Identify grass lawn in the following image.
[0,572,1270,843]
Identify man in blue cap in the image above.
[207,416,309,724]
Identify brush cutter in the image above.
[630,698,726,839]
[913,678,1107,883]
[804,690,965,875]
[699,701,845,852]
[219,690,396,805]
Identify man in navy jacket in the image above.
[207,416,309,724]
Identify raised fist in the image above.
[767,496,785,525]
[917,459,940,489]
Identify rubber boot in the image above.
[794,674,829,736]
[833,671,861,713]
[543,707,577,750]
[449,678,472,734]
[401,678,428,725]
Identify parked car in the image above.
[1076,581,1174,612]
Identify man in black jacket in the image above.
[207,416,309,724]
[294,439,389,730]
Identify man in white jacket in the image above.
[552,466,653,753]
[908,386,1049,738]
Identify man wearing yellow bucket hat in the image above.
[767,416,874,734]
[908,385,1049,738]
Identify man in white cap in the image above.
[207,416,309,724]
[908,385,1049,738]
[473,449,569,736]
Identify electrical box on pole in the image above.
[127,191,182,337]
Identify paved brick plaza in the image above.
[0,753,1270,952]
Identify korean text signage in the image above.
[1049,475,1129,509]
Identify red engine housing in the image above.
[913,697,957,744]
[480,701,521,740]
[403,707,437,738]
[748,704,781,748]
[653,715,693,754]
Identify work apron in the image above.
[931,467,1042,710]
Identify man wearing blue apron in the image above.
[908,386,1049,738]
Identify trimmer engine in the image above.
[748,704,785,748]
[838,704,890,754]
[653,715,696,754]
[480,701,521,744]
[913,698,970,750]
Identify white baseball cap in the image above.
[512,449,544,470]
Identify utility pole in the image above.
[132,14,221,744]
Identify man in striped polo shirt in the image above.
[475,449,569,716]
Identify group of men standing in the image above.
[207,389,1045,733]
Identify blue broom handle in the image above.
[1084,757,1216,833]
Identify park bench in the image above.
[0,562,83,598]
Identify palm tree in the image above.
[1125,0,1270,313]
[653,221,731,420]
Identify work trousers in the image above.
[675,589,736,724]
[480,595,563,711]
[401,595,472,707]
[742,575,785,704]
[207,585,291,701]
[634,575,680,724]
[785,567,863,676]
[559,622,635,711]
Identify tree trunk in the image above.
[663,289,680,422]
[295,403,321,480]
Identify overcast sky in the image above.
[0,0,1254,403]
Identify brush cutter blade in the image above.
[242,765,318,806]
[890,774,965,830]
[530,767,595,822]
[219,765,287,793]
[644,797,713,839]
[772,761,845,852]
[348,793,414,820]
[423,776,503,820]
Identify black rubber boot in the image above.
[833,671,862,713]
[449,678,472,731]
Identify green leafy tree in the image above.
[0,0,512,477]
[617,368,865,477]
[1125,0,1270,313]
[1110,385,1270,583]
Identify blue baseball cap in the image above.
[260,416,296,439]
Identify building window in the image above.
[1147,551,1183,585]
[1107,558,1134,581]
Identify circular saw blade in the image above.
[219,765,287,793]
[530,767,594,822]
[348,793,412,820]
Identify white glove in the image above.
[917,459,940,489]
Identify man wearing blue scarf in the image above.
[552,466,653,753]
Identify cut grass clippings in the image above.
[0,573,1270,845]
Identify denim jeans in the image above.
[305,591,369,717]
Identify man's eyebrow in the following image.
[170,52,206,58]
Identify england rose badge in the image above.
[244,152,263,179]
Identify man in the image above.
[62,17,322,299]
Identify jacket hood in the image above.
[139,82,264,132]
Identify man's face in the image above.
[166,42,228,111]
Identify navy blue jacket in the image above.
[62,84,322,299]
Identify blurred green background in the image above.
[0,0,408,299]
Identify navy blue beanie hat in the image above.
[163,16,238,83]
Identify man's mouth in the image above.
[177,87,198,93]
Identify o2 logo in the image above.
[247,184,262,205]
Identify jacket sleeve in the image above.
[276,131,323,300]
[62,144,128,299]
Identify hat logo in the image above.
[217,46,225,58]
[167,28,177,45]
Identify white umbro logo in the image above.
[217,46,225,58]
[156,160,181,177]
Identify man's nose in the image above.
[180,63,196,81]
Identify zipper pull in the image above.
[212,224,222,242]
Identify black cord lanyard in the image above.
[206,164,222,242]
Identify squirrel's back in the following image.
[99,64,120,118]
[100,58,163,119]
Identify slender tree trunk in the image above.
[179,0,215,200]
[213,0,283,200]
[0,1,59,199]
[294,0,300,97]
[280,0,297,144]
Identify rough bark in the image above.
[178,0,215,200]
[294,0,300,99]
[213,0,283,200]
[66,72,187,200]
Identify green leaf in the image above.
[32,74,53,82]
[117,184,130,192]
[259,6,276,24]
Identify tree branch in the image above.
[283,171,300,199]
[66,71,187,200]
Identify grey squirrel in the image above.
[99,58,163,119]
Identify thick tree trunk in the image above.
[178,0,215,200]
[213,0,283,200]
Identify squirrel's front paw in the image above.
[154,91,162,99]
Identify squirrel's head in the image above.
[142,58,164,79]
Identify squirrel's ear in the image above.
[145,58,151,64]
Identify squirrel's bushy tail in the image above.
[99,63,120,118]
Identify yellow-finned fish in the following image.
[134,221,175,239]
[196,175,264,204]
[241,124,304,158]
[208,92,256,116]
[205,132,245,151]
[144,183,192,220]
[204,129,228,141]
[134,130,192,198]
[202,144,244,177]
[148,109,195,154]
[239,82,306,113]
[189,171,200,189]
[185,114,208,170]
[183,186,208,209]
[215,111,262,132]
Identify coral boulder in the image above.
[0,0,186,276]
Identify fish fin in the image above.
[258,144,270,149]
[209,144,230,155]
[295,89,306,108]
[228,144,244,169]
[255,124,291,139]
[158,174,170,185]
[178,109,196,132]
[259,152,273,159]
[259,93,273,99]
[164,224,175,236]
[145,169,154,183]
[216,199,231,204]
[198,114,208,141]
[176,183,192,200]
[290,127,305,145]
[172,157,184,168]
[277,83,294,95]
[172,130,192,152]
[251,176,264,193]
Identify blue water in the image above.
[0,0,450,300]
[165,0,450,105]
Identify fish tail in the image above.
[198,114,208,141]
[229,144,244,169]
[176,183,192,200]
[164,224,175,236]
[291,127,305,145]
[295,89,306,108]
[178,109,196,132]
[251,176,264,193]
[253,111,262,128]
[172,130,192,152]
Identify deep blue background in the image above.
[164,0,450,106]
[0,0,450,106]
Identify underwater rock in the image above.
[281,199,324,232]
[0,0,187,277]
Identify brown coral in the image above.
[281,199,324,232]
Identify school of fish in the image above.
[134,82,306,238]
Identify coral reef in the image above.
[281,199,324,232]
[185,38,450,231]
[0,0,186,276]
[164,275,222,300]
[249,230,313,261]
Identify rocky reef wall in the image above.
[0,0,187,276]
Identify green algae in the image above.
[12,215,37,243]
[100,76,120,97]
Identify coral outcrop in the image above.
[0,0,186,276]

### Task brief
Exactly as written, give the line containing "Identify squirrel's front" and all remaining lines of the records.

### Response to this exercise
Identify squirrel's front paw in the image above.
[154,91,162,99]
Identify squirrel's head in the image above.
[142,58,164,79]
Identify squirrel's ear in the image above.
[145,58,151,64]
Identify squirrel's bushy tail in the image above.
[99,63,120,118]
Identify yellow-finned fish in the following image.
[134,221,175,239]
[196,175,264,204]
[241,124,304,158]
[208,92,256,116]
[205,132,245,151]
[144,183,192,220]
[204,129,228,141]
[134,130,192,198]
[202,144,244,177]
[148,109,195,154]
[239,82,306,113]
[189,171,200,189]
[185,114,208,170]
[183,186,208,209]
[215,111,262,132]
Identify coral boulder in the image above.
[0,0,186,276]
Identify fish fin in the image above.
[258,144,270,149]
[209,144,230,155]
[295,89,306,108]
[228,144,244,169]
[255,124,291,139]
[158,174,170,185]
[178,109,196,132]
[259,152,273,159]
[259,93,273,99]
[164,224,175,236]
[145,169,154,183]
[216,199,231,204]
[198,114,208,141]
[176,183,192,200]
[290,127,305,145]
[172,157,184,168]
[277,83,294,95]
[172,130,192,152]
[251,176,264,193]
Identify blue water in the image above.
[0,0,450,300]
[165,0,450,105]
Identify fish tail in the image above.
[198,114,208,141]
[229,144,244,169]
[176,183,192,200]
[164,224,175,236]
[291,127,305,145]
[295,89,306,108]
[178,109,196,132]
[251,176,264,193]
[253,111,262,128]
[172,130,192,152]
Identify deep blue background in the image above.
[164,0,450,106]
[0,0,450,106]
Identify underwater rock in the image above.
[281,199,324,232]
[0,0,187,277]
Identify brown coral in the image above.
[281,199,324,232]
Identify school of fish in the image above.
[134,82,306,238]
Identify coral reef in the image above.
[281,199,324,232]
[185,38,450,231]
[0,0,186,276]
[164,275,222,300]
[249,230,313,261]
Identify rocky reef wall in the image above.
[0,0,187,276]
Identify green algae in the image above.
[12,215,37,243]
[100,76,120,97]
Identify coral outcrop in the image above.
[0,0,186,276]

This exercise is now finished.